Rewrite all of the entries below, replacing "Show me" with "Mark it" and keeping everything else the same. Omit the pictures from your answer.

--- Start of Supplied entries ---

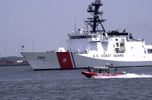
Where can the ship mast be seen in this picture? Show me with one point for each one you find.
(95, 21)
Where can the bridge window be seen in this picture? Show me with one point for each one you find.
(149, 51)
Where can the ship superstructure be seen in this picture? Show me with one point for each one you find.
(95, 47)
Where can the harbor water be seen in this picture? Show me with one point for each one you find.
(22, 83)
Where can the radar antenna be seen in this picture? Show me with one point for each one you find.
(95, 21)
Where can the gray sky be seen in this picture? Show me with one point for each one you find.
(47, 22)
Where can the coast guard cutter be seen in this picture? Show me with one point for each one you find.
(95, 47)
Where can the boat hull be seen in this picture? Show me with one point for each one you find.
(91, 74)
(69, 60)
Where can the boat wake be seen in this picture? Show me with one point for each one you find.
(128, 75)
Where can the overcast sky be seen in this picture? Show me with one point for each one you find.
(47, 22)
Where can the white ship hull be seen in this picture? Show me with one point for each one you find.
(95, 47)
(69, 60)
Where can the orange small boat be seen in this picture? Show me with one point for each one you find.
(100, 71)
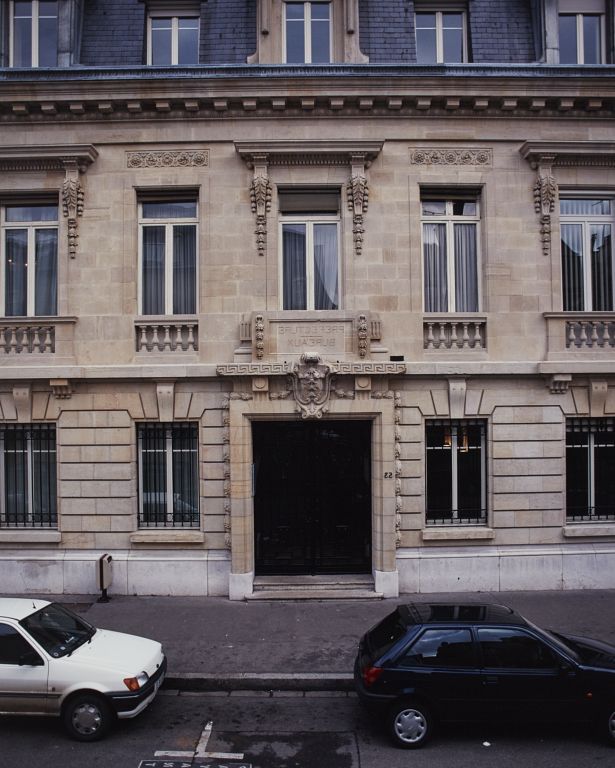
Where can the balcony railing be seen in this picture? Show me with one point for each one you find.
(164, 335)
(454, 333)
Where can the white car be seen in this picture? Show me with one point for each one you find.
(52, 662)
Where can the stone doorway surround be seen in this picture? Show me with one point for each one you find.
(311, 388)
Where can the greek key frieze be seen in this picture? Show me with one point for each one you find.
(168, 159)
(482, 157)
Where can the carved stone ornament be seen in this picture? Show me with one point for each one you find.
(311, 383)
(545, 196)
(451, 157)
(168, 159)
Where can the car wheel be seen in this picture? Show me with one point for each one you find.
(87, 717)
(410, 724)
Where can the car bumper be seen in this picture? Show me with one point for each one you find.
(127, 705)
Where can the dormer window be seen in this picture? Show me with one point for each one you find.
(308, 32)
(173, 40)
(34, 33)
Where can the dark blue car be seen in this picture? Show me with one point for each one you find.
(427, 663)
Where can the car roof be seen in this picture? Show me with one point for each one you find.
(466, 613)
(20, 607)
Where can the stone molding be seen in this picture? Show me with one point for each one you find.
(175, 158)
(451, 156)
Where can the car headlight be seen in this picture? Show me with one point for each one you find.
(134, 683)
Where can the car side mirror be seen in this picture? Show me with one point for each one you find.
(30, 659)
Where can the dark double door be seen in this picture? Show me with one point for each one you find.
(312, 497)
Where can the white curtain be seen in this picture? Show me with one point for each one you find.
(325, 267)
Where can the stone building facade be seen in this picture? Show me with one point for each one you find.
(307, 293)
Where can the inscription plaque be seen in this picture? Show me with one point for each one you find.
(294, 338)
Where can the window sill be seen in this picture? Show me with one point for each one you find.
(29, 536)
(457, 533)
(167, 536)
(586, 530)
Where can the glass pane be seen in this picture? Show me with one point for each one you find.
(435, 268)
(32, 213)
(439, 472)
(568, 53)
(46, 272)
(577, 474)
(572, 267)
(592, 43)
(294, 266)
(602, 268)
(152, 445)
(188, 43)
(185, 475)
(325, 267)
(161, 42)
(48, 41)
(184, 269)
(153, 281)
(604, 474)
(22, 41)
(585, 207)
(185, 209)
(433, 207)
(16, 476)
(470, 475)
(44, 484)
(466, 269)
(426, 48)
(16, 286)
(452, 37)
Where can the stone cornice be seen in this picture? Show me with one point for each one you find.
(47, 157)
(558, 154)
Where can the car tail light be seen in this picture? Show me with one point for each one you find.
(371, 674)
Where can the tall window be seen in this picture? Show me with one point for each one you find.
(581, 38)
(28, 486)
(34, 33)
(29, 260)
(587, 254)
(450, 254)
(456, 472)
(173, 40)
(441, 37)
(308, 32)
(310, 252)
(168, 249)
(168, 475)
(590, 469)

--- End of Supplied entries ---

→ Completed exercise
Where can the ship mast be seen in this picture? Mark it with one point for each one you find.
(95, 21)
Where can the bridge window be seen in this picture? Mark it with one point for each one you find.
(149, 51)
Where can the ship superstructure be seen in this picture? Mark it with one point for each one you find.
(95, 47)
Where can the harbor water be seen in this picture? Mark it with one point for each one you find.
(22, 83)
Where can the radar antenna be seen in this picture? Mark it with one point for each one you find.
(95, 21)
Where can the gray sky be seen in this picture? Mark it with one point for each one you find.
(47, 22)
Where can the coast guard cutter be seen in this picture? Mark it with one point for each one you find.
(95, 47)
Where can the boat hull be seen in this picture? Mark it with one point for each one you find.
(91, 74)
(69, 60)
Where can the boat wake be seen in this picture? Mark it with one point for each one you find.
(128, 75)
Where can the overcast sky be seen in this picture? Mark it with one point for each one you find.
(47, 22)
Where can the white ship hull be seen in this picture? Mark it with one point for each one you find.
(95, 47)
(69, 60)
Where can the orange small boat be seen in this picture? Mark it with one point for each one you find.
(100, 71)
Where can the balcony railing be seen in this picture? Mark it with one point for each one you find.
(164, 335)
(454, 333)
Where can the white car be seen in this picture? Mark it with one point for each one you find.
(52, 662)
Where can the stone doorway surround be seen in this picture? Mark it with one point for each one you find.
(311, 388)
Where can the greek key frieze be seen in this picture? Mark it with one point for each one you find.
(168, 159)
(482, 157)
Where can the carved stone ornament be seen in this picture? Mark it with one point for each one you find.
(311, 383)
(545, 196)
(451, 157)
(168, 159)
Where can the car wheel be seen in this picture? Mark it with one point for each one you find.
(87, 717)
(410, 724)
Where can the car bumper be seen in this picture? Mark it with one point for each one you find.
(127, 705)
Where can the dormer window be seen in this picture? Mark it with one point for each one you find.
(308, 32)
(173, 40)
(34, 33)
Where can the dark blue car be seen in this picture? Mark it with one point for each one you find.
(427, 663)
Where can the car roof be seen in this picture? Mark it with one point for each one you find.
(466, 613)
(20, 607)
Where can the stone molding be seen in this picture? Mark it with one point for each one you find.
(175, 158)
(451, 156)
Where can the car headlight be seen in this picture? Mark it with one point for each one you find.
(134, 683)
Where can the car side mirror be seen in this picture? Mark it with one point for each one you find.
(30, 659)
Where can the dark double door be seen in this picture? Mark it with one point for each one you find.
(312, 497)
Where can the white curtain be seen in this picture? Mark it with one point for each one you find.
(325, 267)
Where can the stone building facade be seen in this picture? Mark it with one point for each one you find.
(307, 293)
Where can the inscription plaque be seen in this picture? Mark it with one point for each one you find.
(294, 338)
Where can the window sill be seen in this picture? Mark it with one point for each one you find.
(29, 536)
(457, 533)
(167, 536)
(586, 530)
Where can the glass pane be seen in this picture? Mark it with one point for each one you find.
(435, 268)
(32, 213)
(439, 472)
(568, 53)
(46, 272)
(577, 474)
(572, 267)
(592, 43)
(294, 266)
(602, 268)
(152, 445)
(188, 43)
(185, 475)
(325, 267)
(161, 42)
(48, 41)
(184, 269)
(153, 281)
(604, 474)
(22, 41)
(585, 207)
(185, 209)
(433, 207)
(16, 476)
(470, 475)
(44, 484)
(466, 269)
(426, 48)
(16, 286)
(452, 37)
Where can the stone cornice be seen in this picture? Mark it with one point for each one you find.
(47, 157)
(558, 154)
Where can the car tail light be seen in this picture? Mark it with one point for each one you find.
(371, 674)
Where can the tall window be seen in this picture? Mark it with one point for each one you find.
(581, 38)
(28, 486)
(34, 33)
(29, 260)
(587, 254)
(450, 254)
(456, 472)
(173, 40)
(441, 37)
(308, 32)
(310, 252)
(168, 249)
(168, 475)
(590, 469)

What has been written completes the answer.